Update the lines between the one holding "[tag] grass field: a pin per instance" and the one holding "(1242, 407)", inclusive, so that "taxiway" becomes "runway" and nothing else changes.

* * * * * * *

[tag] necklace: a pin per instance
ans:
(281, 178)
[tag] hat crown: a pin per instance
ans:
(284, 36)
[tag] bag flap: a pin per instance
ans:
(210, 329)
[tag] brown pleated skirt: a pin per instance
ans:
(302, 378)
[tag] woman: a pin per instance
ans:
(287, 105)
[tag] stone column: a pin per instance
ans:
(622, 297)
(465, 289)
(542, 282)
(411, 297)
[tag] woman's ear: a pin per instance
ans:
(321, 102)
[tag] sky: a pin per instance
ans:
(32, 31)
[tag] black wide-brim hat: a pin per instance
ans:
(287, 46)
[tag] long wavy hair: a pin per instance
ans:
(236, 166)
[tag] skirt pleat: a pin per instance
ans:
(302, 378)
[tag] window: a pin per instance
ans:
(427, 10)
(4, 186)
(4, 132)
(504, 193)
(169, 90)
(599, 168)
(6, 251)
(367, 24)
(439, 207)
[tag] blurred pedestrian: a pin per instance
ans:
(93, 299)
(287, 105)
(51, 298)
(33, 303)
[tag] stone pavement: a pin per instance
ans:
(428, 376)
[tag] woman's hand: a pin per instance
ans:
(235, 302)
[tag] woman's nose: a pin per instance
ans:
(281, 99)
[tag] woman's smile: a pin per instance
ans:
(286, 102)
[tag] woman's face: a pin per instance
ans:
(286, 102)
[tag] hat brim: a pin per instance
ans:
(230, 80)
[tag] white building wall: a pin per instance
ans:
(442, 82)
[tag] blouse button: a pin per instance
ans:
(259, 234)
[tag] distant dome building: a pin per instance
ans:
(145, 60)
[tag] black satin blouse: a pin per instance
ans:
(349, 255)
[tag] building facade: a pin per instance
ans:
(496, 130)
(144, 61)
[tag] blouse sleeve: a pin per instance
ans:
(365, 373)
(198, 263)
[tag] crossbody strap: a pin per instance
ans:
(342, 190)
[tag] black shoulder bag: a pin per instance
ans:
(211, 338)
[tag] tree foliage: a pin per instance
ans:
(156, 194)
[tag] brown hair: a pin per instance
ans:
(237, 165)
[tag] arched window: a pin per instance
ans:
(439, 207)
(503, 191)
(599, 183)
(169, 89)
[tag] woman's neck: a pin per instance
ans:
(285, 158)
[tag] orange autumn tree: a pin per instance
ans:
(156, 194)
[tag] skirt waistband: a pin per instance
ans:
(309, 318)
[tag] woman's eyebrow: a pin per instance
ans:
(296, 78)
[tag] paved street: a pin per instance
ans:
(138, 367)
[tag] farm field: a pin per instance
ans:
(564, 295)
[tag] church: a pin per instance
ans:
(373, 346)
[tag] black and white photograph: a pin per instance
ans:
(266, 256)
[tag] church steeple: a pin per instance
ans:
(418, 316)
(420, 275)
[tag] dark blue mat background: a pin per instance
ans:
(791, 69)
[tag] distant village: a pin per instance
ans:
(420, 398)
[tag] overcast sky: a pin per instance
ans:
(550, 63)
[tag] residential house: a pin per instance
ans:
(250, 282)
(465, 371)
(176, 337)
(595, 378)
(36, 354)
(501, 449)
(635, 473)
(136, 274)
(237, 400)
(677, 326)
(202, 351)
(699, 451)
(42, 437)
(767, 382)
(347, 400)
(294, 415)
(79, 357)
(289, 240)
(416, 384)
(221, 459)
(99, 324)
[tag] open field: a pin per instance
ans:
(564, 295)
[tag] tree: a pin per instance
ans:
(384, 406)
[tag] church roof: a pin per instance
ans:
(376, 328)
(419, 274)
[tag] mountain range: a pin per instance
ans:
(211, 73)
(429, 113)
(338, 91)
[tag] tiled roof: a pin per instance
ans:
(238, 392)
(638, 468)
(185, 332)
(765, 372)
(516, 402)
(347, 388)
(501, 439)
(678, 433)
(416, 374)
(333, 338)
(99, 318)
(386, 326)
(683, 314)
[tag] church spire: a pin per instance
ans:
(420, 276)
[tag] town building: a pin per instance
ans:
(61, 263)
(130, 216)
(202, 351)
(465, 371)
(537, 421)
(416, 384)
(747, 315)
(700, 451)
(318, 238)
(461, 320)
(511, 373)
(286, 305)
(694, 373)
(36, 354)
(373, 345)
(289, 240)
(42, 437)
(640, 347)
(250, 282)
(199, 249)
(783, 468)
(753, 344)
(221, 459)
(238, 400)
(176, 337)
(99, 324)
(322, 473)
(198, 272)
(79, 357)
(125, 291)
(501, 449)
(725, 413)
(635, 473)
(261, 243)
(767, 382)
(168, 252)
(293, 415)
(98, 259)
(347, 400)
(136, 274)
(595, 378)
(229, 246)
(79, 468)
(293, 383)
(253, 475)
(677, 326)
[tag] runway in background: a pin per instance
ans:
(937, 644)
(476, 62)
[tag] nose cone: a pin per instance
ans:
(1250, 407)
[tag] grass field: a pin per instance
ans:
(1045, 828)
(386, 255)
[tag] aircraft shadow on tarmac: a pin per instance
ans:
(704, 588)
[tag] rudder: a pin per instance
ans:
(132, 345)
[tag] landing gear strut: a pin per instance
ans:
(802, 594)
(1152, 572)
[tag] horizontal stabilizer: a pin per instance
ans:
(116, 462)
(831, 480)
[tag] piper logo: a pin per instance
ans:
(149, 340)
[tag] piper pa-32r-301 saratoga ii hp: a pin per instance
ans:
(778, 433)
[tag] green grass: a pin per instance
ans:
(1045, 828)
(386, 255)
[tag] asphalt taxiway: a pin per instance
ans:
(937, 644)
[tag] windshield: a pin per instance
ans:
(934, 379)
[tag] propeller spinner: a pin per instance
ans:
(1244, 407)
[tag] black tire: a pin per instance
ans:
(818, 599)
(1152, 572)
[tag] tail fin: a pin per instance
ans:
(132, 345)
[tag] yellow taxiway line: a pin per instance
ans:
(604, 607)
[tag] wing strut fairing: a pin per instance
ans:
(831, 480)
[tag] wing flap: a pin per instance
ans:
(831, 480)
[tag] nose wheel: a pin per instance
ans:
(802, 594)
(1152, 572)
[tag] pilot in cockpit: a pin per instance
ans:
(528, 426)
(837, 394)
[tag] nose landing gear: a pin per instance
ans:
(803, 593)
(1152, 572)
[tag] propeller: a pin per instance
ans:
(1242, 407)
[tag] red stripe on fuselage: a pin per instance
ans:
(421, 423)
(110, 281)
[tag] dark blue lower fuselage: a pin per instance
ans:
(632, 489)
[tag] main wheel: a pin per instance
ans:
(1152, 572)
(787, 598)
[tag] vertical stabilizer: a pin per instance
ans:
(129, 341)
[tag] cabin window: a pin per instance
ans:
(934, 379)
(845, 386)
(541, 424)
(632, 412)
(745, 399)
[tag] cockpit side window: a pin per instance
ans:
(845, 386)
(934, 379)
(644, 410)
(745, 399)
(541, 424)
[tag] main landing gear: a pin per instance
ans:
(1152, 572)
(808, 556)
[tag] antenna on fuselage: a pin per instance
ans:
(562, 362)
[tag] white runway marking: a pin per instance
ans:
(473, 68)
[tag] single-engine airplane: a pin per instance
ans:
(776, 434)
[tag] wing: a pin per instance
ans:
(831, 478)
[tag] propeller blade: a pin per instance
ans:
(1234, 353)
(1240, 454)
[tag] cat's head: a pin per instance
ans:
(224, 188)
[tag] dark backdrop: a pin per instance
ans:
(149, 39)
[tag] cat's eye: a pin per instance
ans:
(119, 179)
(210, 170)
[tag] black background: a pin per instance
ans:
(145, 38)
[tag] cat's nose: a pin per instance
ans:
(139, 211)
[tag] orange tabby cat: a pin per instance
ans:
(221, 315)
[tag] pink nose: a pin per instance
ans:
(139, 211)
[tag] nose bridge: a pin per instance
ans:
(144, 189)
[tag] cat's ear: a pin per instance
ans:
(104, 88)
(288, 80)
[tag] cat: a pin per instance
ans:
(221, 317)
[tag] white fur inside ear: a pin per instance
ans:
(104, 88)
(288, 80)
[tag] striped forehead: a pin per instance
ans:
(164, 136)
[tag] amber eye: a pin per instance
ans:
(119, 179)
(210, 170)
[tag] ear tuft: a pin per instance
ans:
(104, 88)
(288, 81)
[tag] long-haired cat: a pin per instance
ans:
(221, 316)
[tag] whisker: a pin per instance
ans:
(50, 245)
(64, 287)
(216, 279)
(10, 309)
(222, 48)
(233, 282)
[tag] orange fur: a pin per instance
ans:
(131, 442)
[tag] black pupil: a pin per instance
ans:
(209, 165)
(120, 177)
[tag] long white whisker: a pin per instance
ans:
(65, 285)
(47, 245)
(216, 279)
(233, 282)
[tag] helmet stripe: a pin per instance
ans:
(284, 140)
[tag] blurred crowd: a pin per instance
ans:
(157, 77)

* * * * * * *

▶ [OUTPUT]:
[tag] grass field: a pin per instance
ans:
(1045, 828)
(386, 255)
[tag] aircraft shadow on tarmac: a pin per instance
ans:
(704, 588)
[tag] rudder: a pin per instance
ans:
(132, 345)
[tag] landing gear strut: a pin per instance
ans:
(802, 594)
(1152, 572)
[tag] horizontal stabilizer: a pin per instance
ans:
(116, 462)
(831, 480)
[tag] piper logo: a pin per instance
ans:
(149, 340)
[tag] piper pa-32r-301 saratoga ii hp: a pin per instance
ans:
(778, 433)
[tag] green grass: a pin per instance
ans:
(1045, 828)
(386, 255)
[tag] asphalt runway: a pin per instance
ans:
(937, 644)
[tag] windshield: a pin per instance
ans:
(934, 379)
[tag] propeller spinner: a pin per instance
ans:
(1244, 407)
[tag] black tire: a pin per instance
ans:
(818, 599)
(1152, 572)
[tag] tail fin: a pin per instance
ans:
(132, 345)
[tag] yellow runway line: a pin per instance
ans:
(604, 607)
[tag] wing strut fairing: a pin per instance
ans:
(831, 480)
[tag] wing flap: a pin per instance
ans:
(831, 480)
[tag] nose wheel: a pin per instance
ans:
(802, 594)
(1152, 572)
[tag] pilot in cockpit: a pin per instance
ans:
(528, 426)
(837, 394)
[tag] nose landing gear: a pin per instance
ans:
(803, 593)
(1152, 572)
[tag] propeller: a pin per instance
ans:
(1242, 407)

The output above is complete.